Muda memang bukan sebatas usia. Lebih dari itu, menjadi muda adalah menjadi politis, yaitu memiliki kepedulian, pemahaman, dan keikutsertaan dalam menentukan arah besar komunitas ataupun bangsanya. Takdir ini harus diterima oleh setiap generasi anak bangsa Indonesia, yakni mengambil peran sentral dalam menentukan ke mana bangsa ini bergerak, apakah menuju kemakmuran atau justru kemunduran.
Konsekuensinya, anak muda yang diam akan dianggap tidak punya hati dan menyia-nyiakan momentum sejarah mengubah kondisi masyarakat di sekitarnya. Sebaliknya, saat anak muda berani bersuara, ini akan menjadi awal dari seluruh perubahan struktural yang masif di masyarakat.
Boedi Oetomo menjadi awal gerakan pemuda pada masanya, diikuti desakan kaum muda pra-kemerdekaan agar independensi diperjuangkan, hingga tiba saatnya untuk kemerdekaan itu juga segera dideklarasikan. Kemudian, anak-anak muda dari berbagai latar ideologi terjun ke medan tempur untuk menegaskan kedaulatan bangsa yang merdeka dan mewujudkan cita-cita kemerdekaan.
********************
**Tujuan tugas 1**
Tukar "hole" dengan "tear" pada bagian daftar mulai dari baris yang memuat "The locate routine indicates the hole" sampai baris yang memuat "x=731 y=943", kedua ujungnya ikut. Tuliskan hanya baris-baris tersebut, dan jangan ubah apa pun selain kata itu.
Blok teks dan daftar ini tidak saling berhubungan.

**Data yang diberikan**
********************
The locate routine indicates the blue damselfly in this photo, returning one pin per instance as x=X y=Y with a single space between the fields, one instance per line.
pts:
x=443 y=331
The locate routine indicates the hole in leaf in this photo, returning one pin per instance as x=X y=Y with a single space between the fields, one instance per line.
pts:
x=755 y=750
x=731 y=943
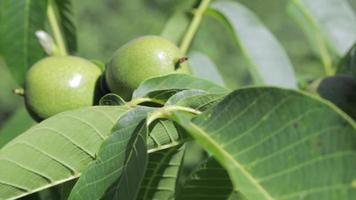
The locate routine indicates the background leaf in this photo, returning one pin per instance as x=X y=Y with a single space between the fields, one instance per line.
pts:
x=209 y=180
x=203 y=67
x=54 y=151
x=347 y=65
x=19 y=20
x=340 y=90
x=176 y=26
x=279 y=144
x=270 y=67
x=333 y=20
x=161 y=174
x=163 y=87
x=66 y=20
x=18 y=123
x=114 y=158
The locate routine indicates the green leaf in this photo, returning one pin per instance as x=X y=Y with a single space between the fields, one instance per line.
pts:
x=164 y=134
x=54 y=151
x=19 y=20
x=347 y=66
x=124 y=148
x=161 y=174
x=111 y=99
x=176 y=26
x=19 y=122
x=174 y=99
x=208 y=181
x=279 y=144
x=195 y=99
x=332 y=20
x=340 y=90
x=270 y=64
x=66 y=20
x=163 y=87
x=203 y=67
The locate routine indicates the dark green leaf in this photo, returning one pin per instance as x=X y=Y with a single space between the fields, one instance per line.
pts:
x=123 y=154
x=55 y=151
x=203 y=67
x=341 y=90
x=161 y=174
x=280 y=144
x=19 y=20
x=347 y=65
x=270 y=64
x=19 y=122
x=208 y=181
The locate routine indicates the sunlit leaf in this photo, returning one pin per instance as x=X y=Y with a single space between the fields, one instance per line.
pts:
x=279 y=144
x=270 y=64
x=203 y=67
x=161 y=174
x=163 y=87
x=54 y=151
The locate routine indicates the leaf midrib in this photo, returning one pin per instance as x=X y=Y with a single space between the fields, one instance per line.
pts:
x=200 y=132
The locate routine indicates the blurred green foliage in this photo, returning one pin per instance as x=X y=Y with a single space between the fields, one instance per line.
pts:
x=103 y=26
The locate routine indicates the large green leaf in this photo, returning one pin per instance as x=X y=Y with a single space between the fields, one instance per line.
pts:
x=66 y=19
x=208 y=181
x=163 y=87
x=280 y=144
x=19 y=20
x=203 y=67
x=161 y=174
x=334 y=21
x=196 y=99
x=54 y=151
x=270 y=64
x=115 y=159
x=19 y=122
x=164 y=134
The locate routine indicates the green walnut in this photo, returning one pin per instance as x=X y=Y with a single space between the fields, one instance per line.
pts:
x=60 y=83
x=140 y=59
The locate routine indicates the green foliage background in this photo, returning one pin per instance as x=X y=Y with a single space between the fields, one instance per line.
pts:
x=103 y=26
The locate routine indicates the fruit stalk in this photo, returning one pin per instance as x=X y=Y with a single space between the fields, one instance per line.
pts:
x=56 y=31
x=193 y=27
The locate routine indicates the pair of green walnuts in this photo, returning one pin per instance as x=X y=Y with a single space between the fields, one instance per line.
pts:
x=59 y=83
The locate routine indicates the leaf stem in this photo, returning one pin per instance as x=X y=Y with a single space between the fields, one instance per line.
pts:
x=56 y=30
x=165 y=112
x=193 y=27
x=135 y=102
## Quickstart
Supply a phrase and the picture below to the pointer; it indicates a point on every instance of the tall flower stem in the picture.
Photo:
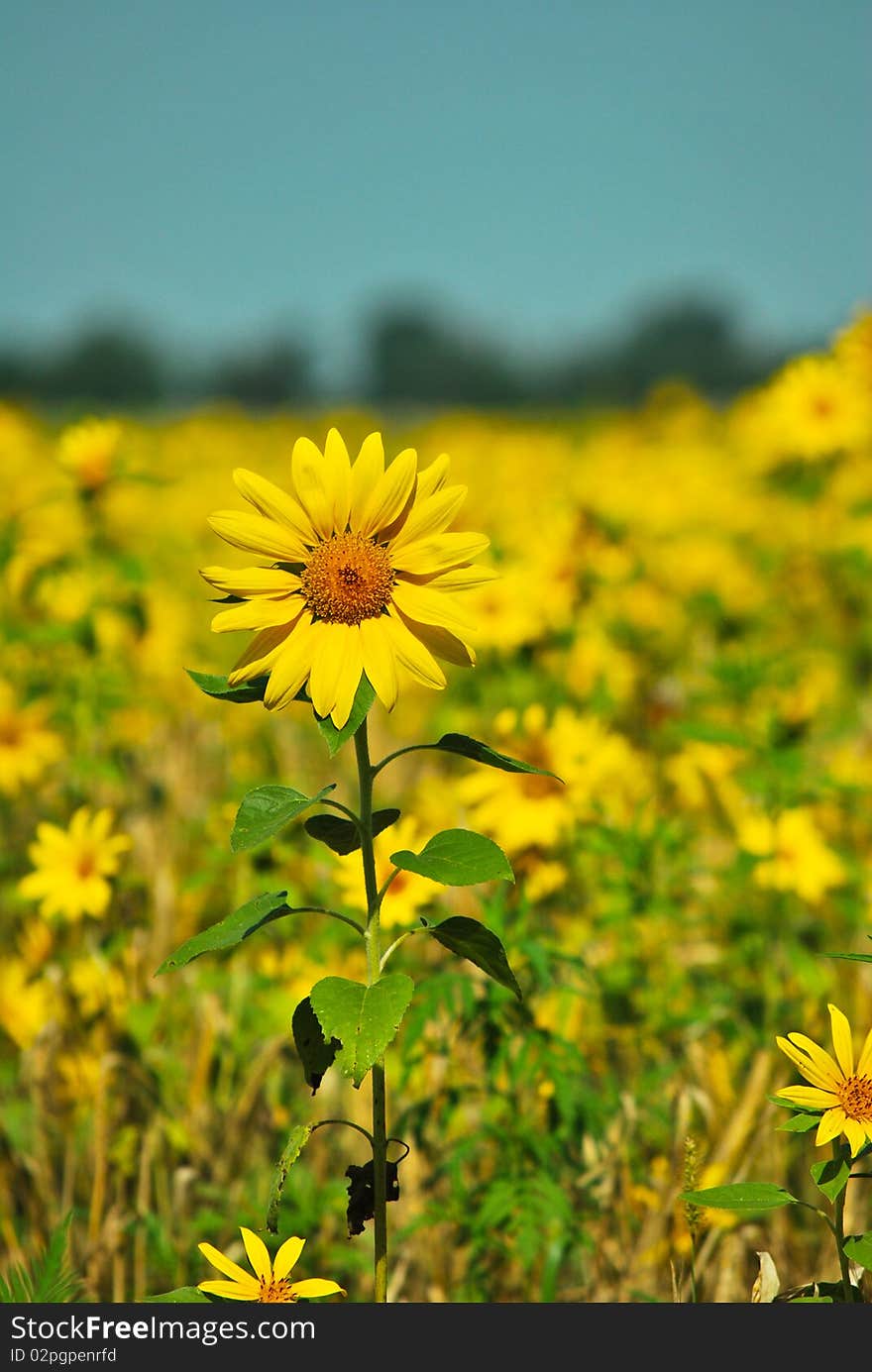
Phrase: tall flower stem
********************
**Tujuan tugas 2**
Menurut blok teks, apa yang menjadi awal gerakan pemuda pada masanya?

**Jawaban akhir 1**
The locate routine indicates the tear in leaf in this photo, returning one pin per instance as x=X y=Y with a single space between the fields, one instance per line.
pts:
x=755 y=750
x=731 y=943

**Jawaban akhir 2**
Boedi Oetomo.